**EXERCISE AIM:** Please render all the records below as a numbered list, leaving out any blank lines.

**Records excerpted from a collection:**

▼

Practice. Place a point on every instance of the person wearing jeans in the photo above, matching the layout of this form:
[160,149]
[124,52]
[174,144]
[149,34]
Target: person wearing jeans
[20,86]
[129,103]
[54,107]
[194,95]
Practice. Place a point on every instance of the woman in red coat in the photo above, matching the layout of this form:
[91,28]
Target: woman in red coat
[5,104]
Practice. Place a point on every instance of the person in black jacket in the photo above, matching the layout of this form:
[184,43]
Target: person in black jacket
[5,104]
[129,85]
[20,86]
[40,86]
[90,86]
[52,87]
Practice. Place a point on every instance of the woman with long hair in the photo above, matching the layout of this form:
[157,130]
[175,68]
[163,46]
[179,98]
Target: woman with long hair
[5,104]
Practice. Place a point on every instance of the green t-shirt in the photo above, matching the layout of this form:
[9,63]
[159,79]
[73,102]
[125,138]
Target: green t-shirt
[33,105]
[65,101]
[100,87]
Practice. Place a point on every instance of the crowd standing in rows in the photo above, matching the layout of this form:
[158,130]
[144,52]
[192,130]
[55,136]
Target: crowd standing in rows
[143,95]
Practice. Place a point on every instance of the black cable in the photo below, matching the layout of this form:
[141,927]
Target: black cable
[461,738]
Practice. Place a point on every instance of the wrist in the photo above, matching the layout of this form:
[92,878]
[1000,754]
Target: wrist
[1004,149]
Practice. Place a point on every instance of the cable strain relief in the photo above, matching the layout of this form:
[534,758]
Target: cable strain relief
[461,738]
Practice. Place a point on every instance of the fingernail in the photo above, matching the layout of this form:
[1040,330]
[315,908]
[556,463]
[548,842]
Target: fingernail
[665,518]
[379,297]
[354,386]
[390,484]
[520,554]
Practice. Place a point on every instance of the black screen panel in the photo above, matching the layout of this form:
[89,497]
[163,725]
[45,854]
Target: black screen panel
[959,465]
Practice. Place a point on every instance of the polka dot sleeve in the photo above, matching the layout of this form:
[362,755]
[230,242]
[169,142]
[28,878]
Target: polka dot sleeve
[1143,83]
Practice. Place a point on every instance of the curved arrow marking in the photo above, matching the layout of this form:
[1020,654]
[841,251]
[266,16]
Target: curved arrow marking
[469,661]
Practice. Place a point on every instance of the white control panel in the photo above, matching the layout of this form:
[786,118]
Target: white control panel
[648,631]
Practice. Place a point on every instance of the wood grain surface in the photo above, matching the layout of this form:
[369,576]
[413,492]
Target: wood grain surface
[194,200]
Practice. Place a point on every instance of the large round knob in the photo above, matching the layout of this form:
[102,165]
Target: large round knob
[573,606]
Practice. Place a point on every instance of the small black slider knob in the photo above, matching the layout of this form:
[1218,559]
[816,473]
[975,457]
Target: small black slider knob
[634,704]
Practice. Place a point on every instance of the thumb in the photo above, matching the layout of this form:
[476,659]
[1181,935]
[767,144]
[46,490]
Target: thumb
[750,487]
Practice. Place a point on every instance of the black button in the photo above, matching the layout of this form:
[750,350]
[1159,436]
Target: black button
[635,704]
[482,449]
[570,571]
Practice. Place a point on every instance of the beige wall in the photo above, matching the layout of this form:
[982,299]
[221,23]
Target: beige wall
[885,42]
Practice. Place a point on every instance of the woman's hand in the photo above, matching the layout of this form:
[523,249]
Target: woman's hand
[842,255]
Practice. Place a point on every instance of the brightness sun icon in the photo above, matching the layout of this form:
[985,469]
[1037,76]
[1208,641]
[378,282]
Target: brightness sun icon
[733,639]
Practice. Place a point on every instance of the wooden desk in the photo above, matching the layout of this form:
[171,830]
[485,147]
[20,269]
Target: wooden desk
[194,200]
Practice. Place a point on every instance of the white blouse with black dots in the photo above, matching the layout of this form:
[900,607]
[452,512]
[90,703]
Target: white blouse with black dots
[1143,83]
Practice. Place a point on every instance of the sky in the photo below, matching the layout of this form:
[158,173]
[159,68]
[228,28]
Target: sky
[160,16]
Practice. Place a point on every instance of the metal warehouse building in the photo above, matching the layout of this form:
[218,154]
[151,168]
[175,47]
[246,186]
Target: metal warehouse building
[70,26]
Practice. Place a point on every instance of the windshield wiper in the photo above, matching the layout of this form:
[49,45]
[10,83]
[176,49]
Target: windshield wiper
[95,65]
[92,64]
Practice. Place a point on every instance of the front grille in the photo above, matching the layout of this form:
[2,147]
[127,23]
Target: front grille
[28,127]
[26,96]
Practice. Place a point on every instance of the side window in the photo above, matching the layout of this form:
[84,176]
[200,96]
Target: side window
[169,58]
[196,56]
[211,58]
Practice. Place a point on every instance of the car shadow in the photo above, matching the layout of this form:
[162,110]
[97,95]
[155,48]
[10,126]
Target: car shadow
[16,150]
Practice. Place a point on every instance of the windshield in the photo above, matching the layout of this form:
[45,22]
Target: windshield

▲

**SOLVED EXERCISE:**
1. Practice. Place a point on every instance of the person wearing jeans in the photo above, matching the layout of this form:
2. [160,149]
3. [124,52]
4. [174,144]
5. [149,34]
6. Target: person wearing jeans
7. [20,86]
8. [129,103]
9. [54,107]
10. [194,95]
11. Practice. Place a point on every instance of the woman in red coat in the photo above, matching the layout of this form:
12. [91,28]
13. Target: woman in red coat
14. [5,104]
15. Practice. Place a point on every instance of the person in black jacket in the photo above, matching the layout of this form:
16. [184,43]
17. Target: person in black jacket
18. [5,104]
19. [129,85]
20. [20,86]
21. [40,86]
22. [90,86]
23. [52,87]
24. Practice. Place a point on every instance of the woman with long hair in the photo above, matching the layout of this form:
25. [157,130]
26. [175,68]
27. [163,46]
28. [179,98]
29. Target: woman with long hair
30. [5,104]
31. Practice. Place a point on every instance of the green t-shirt in the photo above, matching the layout of this form:
32. [9,63]
33. [159,79]
34. [73,102]
35. [125,138]
36. Target: green t-shirt
37. [33,105]
38. [65,101]
39. [100,87]
40. Practice. Place a point on every instance of the crowd standing in rows in the photo above, matching the layout of this form:
41. [158,130]
42. [144,52]
43. [192,130]
44. [55,136]
45. Target: crowd standing in rows
46. [143,95]
47. Practice. Place a point on every instance of the black cable in the photo below, matching the layout of this form:
48. [141,927]
49. Target: black cable
50. [461,738]
51. Practice. Place a point on every instance of the wrist in the photo above, matching the layout of this form:
52. [92,878]
53. [1000,754]
54. Target: wrist
55. [1004,149]
56. Practice. Place a point on every instance of the cable strain relief in the photo above, matching the layout of this form:
57. [534,758]
58. Target: cable strain relief
59. [461,738]
60. Practice. Place a point on every instance of the fingernail in the photo above, matching the layout of this form:
61. [1040,330]
62. [315,908]
63. [556,463]
64. [548,842]
65. Target: fingernail
66. [665,518]
67. [379,297]
68. [354,386]
69. [390,484]
70. [520,554]
71. Practice. Place a point on every instance of the black screen panel in the photo above, matching the layout of this form:
72. [89,497]
73. [163,725]
74. [45,854]
75. Target: black screen panel
76. [959,465]
77. Practice. Place a point on every instance of the polka dot sleeve in the photo above, matching the layout of this form:
78. [362,755]
79. [230,242]
80. [169,142]
81. [28,878]
82. Target: polka dot sleeve
83. [1143,83]
84. Practice. Place a point on every instance of the curved arrow marking in the photo above, matching the layout of this form:
85. [1020,654]
86. [841,251]
87. [266,16]
88. Target: curved arrow marking
89. [469,661]
90. Practice. Place a point on every instance of the white control panel in the photo above, matching the layout of this form:
91. [786,118]
92. Target: white control panel
93. [648,631]
94. Practice. Place a point on every instance of the wood grain surface in the photo above, matching the layout of this form:
95. [369,576]
96. [413,492]
97. Target: wood grain surface
98. [194,200]
99. Practice. Place a point on every instance of the large round knob in the photo above, matching the layout of this form:
100. [102,165]
101. Target: large round knob
102. [573,606]
103. Practice. Place a point on every instance of the small black slider knob in the photo above, matching the layout of this form:
104. [1218,559]
105. [816,473]
106. [975,457]
107. Target: small black slider knob
108. [634,704]
109. Practice. Place a point on every instance of the thumb in the photo above, matching the layout of this form:
110. [476,659]
111. [1181,935]
112. [767,144]
113. [46,490]
114. Target: thumb
115. [750,487]
116. Practice. Place a point on every instance of the black button in the photo above, matching the layout of this form:
117. [750,350]
118. [1159,436]
119. Target: black button
120. [635,704]
121. [482,449]
122. [570,571]
123. Practice. Place a point on every instance of the beige wall in the photo above, matching the layout of this form:
124. [982,299]
125. [221,23]
126. Target: beige wall
127. [885,42]
128. Practice. Place a point on every instance of the woman's hand in the photo above, matching the layout of this form:
129. [523,249]
130. Target: woman's hand
131. [842,255]
132. Practice. Place a point on every instance of the brightness sun icon in the photo above, matching the layout of this form:
133. [985,469]
134. [1037,76]
135. [1208,641]
136. [378,282]
137. Target: brightness sun icon
138. [733,639]
139. Practice. Place a point on every instance of the wooden desk in the photo above, matching the layout of this form:
140. [171,830]
141. [485,147]
142. [20,269]
143. Target: wooden desk
144. [194,200]
145. Practice. Place a point on every instance of the white blouse with black dots in the photo above, matching the layout of this form:
146. [900,607]
147. [452,512]
148. [90,703]
149. Target: white blouse with black dots
150. [1143,83]
151. Practice. Place a point on every instance of the sky in the photo below, matching the layout of this form:
152. [158,173]
153. [159,68]
154. [228,28]
155. Target: sky
156. [160,16]
157. Practice. Place a point on every instance of the metal warehouse building in the photo above, matching the layout of this form:
158. [218,154]
159. [151,168]
160. [175,47]
161. [246,186]
162. Target: metal warehouse building
163. [70,26]
164. Practice. Place a point on every instance of the windshield wiper in the photo above, matching the layout of this form:
165. [49,45]
166. [10,83]
167. [176,49]
168. Target: windshield wiper
169. [95,65]
170. [92,64]
171. Practice. Place a point on every instance of the front grille in the photo above, matching the layout of this form:
172. [2,147]
173. [127,23]
174. Target: front grille
175. [28,127]
176. [26,96]
177. Practice. Place a point on every instance of the side window in the photo above, matching the layout of this form:
178. [84,176]
179. [200,96]
180. Target: side window
181. [169,58]
182. [196,56]
183. [211,58]
184. Practice. Place a point on every instance of the car shadow in the photo above, matching the layout of this form:
185. [162,110]
186. [97,95]
187. [155,48]
188. [10,126]
189. Target: car shadow
190. [16,150]
191. Practice. Place a point on every instance of the windshield in the photo above, matching the layout of this form:
192. [45,22]
193. Target: windshield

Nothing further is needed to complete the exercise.